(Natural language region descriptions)
+ + + +
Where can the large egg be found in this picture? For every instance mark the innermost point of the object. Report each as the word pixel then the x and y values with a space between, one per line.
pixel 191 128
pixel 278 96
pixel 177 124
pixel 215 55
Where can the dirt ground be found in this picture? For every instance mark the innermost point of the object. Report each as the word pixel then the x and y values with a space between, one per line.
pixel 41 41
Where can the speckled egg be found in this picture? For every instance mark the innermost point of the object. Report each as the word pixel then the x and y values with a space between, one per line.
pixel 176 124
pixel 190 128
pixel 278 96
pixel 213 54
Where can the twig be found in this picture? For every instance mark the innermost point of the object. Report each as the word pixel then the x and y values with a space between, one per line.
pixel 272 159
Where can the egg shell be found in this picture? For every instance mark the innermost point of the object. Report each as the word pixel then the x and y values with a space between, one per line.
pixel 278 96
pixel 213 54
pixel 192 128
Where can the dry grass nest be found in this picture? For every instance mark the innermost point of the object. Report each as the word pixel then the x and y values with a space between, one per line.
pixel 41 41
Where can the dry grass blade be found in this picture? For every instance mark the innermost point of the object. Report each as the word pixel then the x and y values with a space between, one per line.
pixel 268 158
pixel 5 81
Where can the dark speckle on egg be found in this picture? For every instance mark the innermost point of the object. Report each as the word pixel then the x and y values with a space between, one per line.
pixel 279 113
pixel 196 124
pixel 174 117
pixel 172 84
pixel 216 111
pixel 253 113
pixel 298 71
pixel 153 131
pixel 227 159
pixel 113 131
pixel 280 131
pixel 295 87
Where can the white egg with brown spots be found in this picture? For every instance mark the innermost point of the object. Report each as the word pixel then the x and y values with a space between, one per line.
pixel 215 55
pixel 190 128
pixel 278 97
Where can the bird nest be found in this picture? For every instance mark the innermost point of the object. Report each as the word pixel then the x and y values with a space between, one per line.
+ + + +
EXERCISE GOAL -> Take the entries above and write them out again unchanged.

RESPONSE TO THE TASK ->
Where can the large egg be found in this picture? For every instance mark the innermost point of the object. Report each as the word pixel then the x and y values with a space between, one per line.
pixel 191 128
pixel 278 96
pixel 177 124
pixel 215 55
Where can the dirt ground be found in this picture? For every instance mark the innermost point of the object. Report each as the word pixel then the x and y values with a space between, one per line.
pixel 41 41
Where can the speckled egg be found in this picture? For every instance mark the innermost point of the object. Report each as the word pixel then the x and y values with a space between, one per line.
pixel 176 124
pixel 190 128
pixel 278 96
pixel 213 54
Where can the twig be found in this picture? For every instance mark the innermost point of the object. Report each as the word pixel then the x and y values with a space between, one per line.
pixel 272 159
Where can the egg shell be found in this picture? For every instance mark the innermost point of the object. Report each as the word pixel then the x and y values with a space between, one per line.
pixel 278 96
pixel 213 54
pixel 192 128
Where can the dry grass nest be found in this picture? For every instance mark the innermost point of the object. Report each as the word pixel then the x and y values with a space between, one per line.
pixel 41 41
Where can the dry grass blade be found in this picture? For every instance mark the innermost point of the object. Report each as the word pixel then the x and y values with a space between, one per line.
pixel 268 158
pixel 5 81
Where can the dark speckle on egg be found in this picture? For every instance mark the innermost point of the object. Report each as the word pixel then the x and y values with a space between, one per line.
pixel 279 113
pixel 196 124
pixel 174 117
pixel 172 84
pixel 216 111
pixel 253 113
pixel 298 71
pixel 153 131
pixel 227 159
pixel 113 131
pixel 280 131
pixel 295 87
Where can the white egg with brown spots be found in this picture? For every instance mark the innermost point of the object. Report each as the word pixel then the x and y values with a space between, one per line.
pixel 215 55
pixel 190 128
pixel 278 97
Where can the bird nest be found in this picture? For every instance mark the innermost point of the object. Report each as the word pixel then the x and y values with a space between, one per line.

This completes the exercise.